**WHAT YOU WILL DO**
Format the entries between the line holding "Give x and y for each instance of the overcast" and the line holding "<point>831,268</point>", inclusive, as a Markdown table with the columns Row and Line, skipping any blank lines.

**MATERIAL PROVIDED**
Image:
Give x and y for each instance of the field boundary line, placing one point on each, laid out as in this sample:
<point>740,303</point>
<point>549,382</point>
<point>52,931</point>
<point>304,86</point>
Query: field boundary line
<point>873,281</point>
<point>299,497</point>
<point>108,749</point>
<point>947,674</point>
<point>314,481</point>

==

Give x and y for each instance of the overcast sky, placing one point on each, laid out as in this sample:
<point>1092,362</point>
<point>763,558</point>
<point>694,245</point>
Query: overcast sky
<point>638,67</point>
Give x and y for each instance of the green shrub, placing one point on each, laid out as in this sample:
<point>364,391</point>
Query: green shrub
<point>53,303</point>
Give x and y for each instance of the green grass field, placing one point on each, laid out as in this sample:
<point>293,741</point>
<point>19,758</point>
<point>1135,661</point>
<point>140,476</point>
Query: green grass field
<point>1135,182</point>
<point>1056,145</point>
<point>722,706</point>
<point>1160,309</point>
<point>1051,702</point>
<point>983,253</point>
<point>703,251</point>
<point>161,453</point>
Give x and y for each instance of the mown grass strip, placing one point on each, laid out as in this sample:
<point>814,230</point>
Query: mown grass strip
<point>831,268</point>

**WRITTEN ANSWER**
| Row | Line |
|---|---|
| 1 | Give x and y for each instance of the overcast sky, placing one point on each, laid out as in this sample: |
| 2 | <point>1092,362</point> |
| 3 | <point>763,558</point> |
| 4 | <point>694,245</point> |
| 5 | Query: overcast sky |
| 6 | <point>638,67</point> |
| 7 | Give x and y for each instance of the green shrub, placing one point on each, laid out as in this sample: |
| 8 | <point>364,391</point> |
| 9 | Query: green shrub |
| 10 | <point>53,303</point> |
| 11 | Give x and y for each instance of the green grass field, placing one point on each, laid out as in this sample: |
| 12 | <point>293,741</point> |
| 13 | <point>19,758</point> |
| 14 | <point>1135,661</point> |
| 15 | <point>140,476</point> |
| 16 | Query: green grass field |
| 17 | <point>1135,182</point> |
| 18 | <point>1056,145</point> |
| 19 | <point>722,706</point> |
| 20 | <point>1160,309</point> |
| 21 | <point>1051,702</point> |
| 22 | <point>983,253</point> |
| 23 | <point>703,251</point> |
| 24 | <point>161,453</point> |
| 25 | Give x and y for each instance of the mown grass strip, placing one point on each, laid out as in this sample: |
| 26 | <point>814,230</point> |
| 27 | Query: mown grass strip |
| 28 | <point>831,268</point> |